══ Passage provided
June 30, 2023
PHNOM PENH – Beneath the tropical sun in Southeast Asia, the Mangrove fan palm (Licuala spinosa), or Ph’av in Khmer, flourishes in both fresh and brackish waters. Cherished by Cambodian families for its nutritious heart and terminal bud, it plays a vital role in traditional Khmer medicine – soothing fevers, bolstering prenatal health, and even serving as a tuberculosis remedy.
In Siem Reap’s historic Angkor Thom district, around 400 families in the three villages of Leang Dai commune still weave Ph’av palm into beautiful mats. This age-old tradition, inherited from their ancestors, endures amid the modern world.
On the dust-swept grounds of Ta Prok village, one sees this history in motion beneath the shade of a stilted wooden house. An elderly woman, her face furrowed by time, meticulously weaves a Ph’av mat. Her name is Nam Vern, a 68-year-old mat weaver and proud resident of the village.
════
══ Provided data
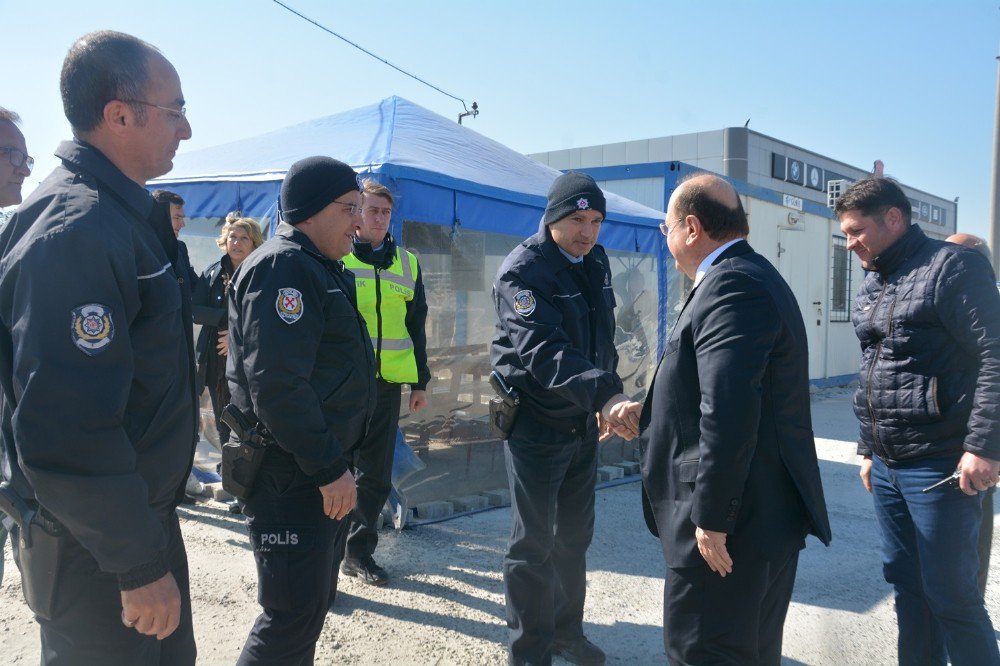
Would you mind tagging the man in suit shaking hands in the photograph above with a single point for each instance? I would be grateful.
(731, 482)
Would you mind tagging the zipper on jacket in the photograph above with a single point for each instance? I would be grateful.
(876, 445)
(378, 324)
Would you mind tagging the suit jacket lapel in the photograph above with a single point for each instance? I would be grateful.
(733, 250)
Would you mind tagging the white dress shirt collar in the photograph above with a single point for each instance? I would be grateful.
(707, 262)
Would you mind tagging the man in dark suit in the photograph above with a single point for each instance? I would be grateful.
(731, 482)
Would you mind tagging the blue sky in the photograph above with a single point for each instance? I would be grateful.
(911, 83)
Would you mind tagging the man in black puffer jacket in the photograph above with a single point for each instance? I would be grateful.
(928, 400)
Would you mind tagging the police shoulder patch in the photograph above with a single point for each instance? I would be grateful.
(289, 305)
(91, 328)
(524, 302)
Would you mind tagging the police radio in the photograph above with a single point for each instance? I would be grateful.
(504, 408)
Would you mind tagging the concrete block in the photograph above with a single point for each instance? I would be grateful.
(628, 467)
(609, 473)
(498, 497)
(470, 503)
(430, 510)
(217, 493)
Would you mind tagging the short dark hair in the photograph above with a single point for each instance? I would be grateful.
(375, 189)
(873, 196)
(100, 67)
(166, 196)
(718, 220)
(9, 116)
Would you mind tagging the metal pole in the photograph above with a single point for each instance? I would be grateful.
(995, 209)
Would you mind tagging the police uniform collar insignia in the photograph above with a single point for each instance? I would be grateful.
(524, 302)
(289, 305)
(91, 328)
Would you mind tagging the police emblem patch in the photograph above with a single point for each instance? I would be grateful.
(91, 328)
(524, 302)
(289, 305)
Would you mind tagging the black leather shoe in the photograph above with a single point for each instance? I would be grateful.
(579, 651)
(365, 569)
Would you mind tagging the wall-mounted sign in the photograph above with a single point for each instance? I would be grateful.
(796, 171)
(791, 202)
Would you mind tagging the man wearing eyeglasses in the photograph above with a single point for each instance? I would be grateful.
(99, 418)
(15, 163)
(13, 171)
(301, 364)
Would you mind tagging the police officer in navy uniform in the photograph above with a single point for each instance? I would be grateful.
(96, 362)
(301, 362)
(555, 346)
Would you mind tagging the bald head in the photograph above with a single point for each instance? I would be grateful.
(714, 201)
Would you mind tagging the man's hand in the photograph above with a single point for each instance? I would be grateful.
(418, 400)
(978, 474)
(866, 473)
(712, 546)
(223, 344)
(340, 496)
(153, 609)
(620, 416)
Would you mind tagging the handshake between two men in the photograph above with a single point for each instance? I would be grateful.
(619, 416)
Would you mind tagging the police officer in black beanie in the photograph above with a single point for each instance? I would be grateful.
(300, 362)
(555, 346)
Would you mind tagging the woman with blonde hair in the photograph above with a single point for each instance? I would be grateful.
(238, 238)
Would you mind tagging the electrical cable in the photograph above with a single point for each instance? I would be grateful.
(367, 52)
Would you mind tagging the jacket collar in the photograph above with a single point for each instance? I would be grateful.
(81, 156)
(896, 254)
(293, 235)
(381, 259)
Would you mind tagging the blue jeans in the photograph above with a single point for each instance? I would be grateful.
(3, 542)
(929, 556)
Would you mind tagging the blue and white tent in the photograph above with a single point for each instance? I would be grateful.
(441, 172)
(462, 202)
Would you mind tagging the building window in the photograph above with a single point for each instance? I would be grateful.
(840, 299)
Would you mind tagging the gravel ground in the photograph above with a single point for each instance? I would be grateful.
(446, 606)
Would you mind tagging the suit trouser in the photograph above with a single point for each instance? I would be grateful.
(736, 620)
(372, 463)
(551, 479)
(929, 557)
(985, 540)
(86, 627)
(297, 550)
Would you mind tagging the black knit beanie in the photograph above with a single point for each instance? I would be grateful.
(312, 184)
(571, 192)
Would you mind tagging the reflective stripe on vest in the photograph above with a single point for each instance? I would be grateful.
(382, 299)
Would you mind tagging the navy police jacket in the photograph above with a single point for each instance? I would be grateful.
(929, 324)
(96, 362)
(300, 358)
(554, 343)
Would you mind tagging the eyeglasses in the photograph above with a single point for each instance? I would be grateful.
(352, 209)
(665, 229)
(176, 113)
(18, 158)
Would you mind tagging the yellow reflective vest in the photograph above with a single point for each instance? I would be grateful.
(382, 298)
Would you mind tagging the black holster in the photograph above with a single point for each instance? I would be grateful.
(38, 540)
(503, 414)
(242, 456)
(504, 408)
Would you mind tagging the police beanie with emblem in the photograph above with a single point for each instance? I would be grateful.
(571, 192)
(312, 184)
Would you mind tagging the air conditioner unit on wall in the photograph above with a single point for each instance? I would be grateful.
(834, 190)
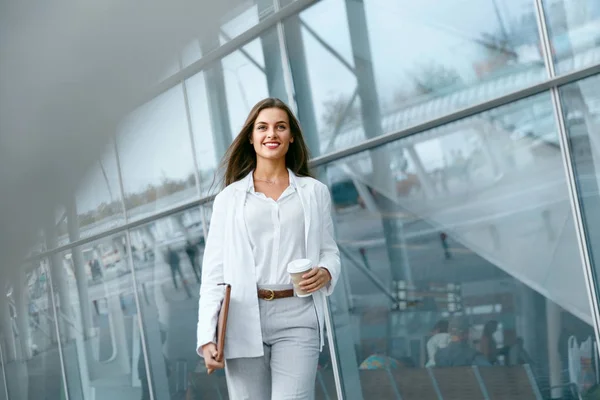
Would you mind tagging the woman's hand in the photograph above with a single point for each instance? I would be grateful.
(210, 353)
(315, 279)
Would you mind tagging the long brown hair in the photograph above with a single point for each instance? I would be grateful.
(240, 158)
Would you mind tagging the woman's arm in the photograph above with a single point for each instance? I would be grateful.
(211, 293)
(330, 254)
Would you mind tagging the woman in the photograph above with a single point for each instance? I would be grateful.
(440, 339)
(270, 213)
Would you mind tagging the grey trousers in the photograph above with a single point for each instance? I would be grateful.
(288, 369)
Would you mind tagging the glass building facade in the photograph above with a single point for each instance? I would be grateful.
(461, 144)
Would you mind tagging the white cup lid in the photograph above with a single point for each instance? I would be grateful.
(299, 265)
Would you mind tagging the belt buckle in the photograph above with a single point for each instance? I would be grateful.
(271, 295)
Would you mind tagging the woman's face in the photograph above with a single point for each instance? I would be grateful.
(271, 135)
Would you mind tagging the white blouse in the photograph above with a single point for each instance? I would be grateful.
(276, 231)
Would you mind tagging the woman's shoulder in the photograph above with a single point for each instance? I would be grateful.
(226, 194)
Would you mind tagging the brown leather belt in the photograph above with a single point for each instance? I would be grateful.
(268, 294)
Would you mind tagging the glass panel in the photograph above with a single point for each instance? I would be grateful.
(581, 101)
(447, 56)
(156, 156)
(29, 346)
(468, 223)
(168, 279)
(99, 322)
(98, 204)
(221, 98)
(574, 29)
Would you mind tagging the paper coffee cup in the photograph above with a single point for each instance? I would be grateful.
(296, 269)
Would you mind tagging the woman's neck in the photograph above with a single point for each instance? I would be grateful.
(270, 169)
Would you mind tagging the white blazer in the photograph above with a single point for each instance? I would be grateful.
(228, 258)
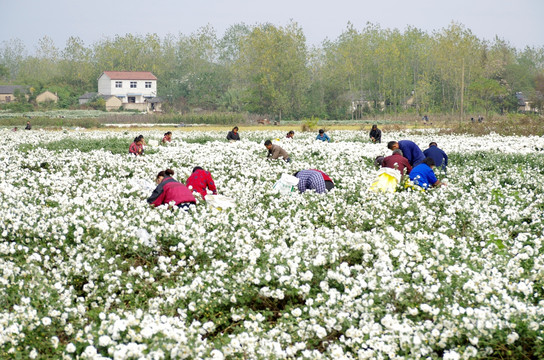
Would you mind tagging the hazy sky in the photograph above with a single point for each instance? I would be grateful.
(517, 21)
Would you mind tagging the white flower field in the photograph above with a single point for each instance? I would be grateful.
(89, 270)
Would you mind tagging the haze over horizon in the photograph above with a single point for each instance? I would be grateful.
(516, 22)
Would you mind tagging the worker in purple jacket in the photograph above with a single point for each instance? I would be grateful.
(410, 150)
(438, 155)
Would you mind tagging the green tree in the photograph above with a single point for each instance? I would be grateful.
(272, 67)
(12, 55)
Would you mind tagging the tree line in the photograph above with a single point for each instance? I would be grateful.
(269, 69)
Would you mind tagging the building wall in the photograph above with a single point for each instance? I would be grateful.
(106, 86)
(4, 98)
(136, 106)
(113, 103)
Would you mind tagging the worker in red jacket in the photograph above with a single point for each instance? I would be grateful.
(169, 190)
(328, 181)
(201, 179)
(137, 147)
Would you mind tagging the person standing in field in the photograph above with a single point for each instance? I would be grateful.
(275, 151)
(167, 137)
(311, 180)
(398, 162)
(200, 180)
(329, 185)
(410, 150)
(438, 155)
(233, 135)
(169, 190)
(136, 148)
(375, 134)
(423, 175)
(322, 136)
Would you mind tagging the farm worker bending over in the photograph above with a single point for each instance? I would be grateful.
(438, 155)
(311, 180)
(137, 147)
(169, 190)
(375, 134)
(398, 162)
(409, 150)
(423, 174)
(275, 151)
(328, 181)
(233, 135)
(167, 137)
(322, 136)
(199, 180)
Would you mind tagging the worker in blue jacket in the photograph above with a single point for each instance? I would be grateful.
(410, 150)
(438, 155)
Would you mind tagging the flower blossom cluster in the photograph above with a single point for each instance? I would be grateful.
(89, 270)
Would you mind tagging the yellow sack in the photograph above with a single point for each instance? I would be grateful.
(387, 180)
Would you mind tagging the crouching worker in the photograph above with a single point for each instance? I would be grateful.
(311, 180)
(200, 180)
(328, 181)
(169, 190)
(423, 174)
(167, 137)
(137, 147)
(275, 151)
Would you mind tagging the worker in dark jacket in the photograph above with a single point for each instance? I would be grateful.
(276, 151)
(438, 155)
(169, 190)
(311, 180)
(328, 181)
(398, 162)
(410, 150)
(233, 135)
(375, 134)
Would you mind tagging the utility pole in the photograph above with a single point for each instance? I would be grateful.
(462, 113)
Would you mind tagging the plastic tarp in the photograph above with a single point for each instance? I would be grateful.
════
Problem requirements.
Write out the full article above on Ph'av palm mat weaving in Siem Reap, word for word.

Task solution.
June 30, 2023
PHNOM PENH – Beneath the tropical sun in Southeast Asia, the Mangrove fan palm (Licuala spinosa), or Ph’av in Khmer, flourishes in both fresh and brackish waters. Cherished by Cambodian families for its nutritious heart and terminal bud, it plays a vital role in traditional Khmer medicine – soothing fevers, bolstering prenatal health, and even serving as a tuberculosis remedy.
In Siem Reap’s historic Angkor Thom district, around 400 families in the three villages of Leang Dai commune still weave Ph’av palm into beautiful mats. This age-old tradition, inherited from their ancestors, endures amid the modern world.
On the dust-swept grounds of Ta Prok village, one sees this history in motion beneath the shade of a stilted wooden house. An elderly woman, her face furrowed by time, meticulously weaves a Ph’av mat. Her name is Nam Vern, a 68-year-old mat weaver and proud resident of the village.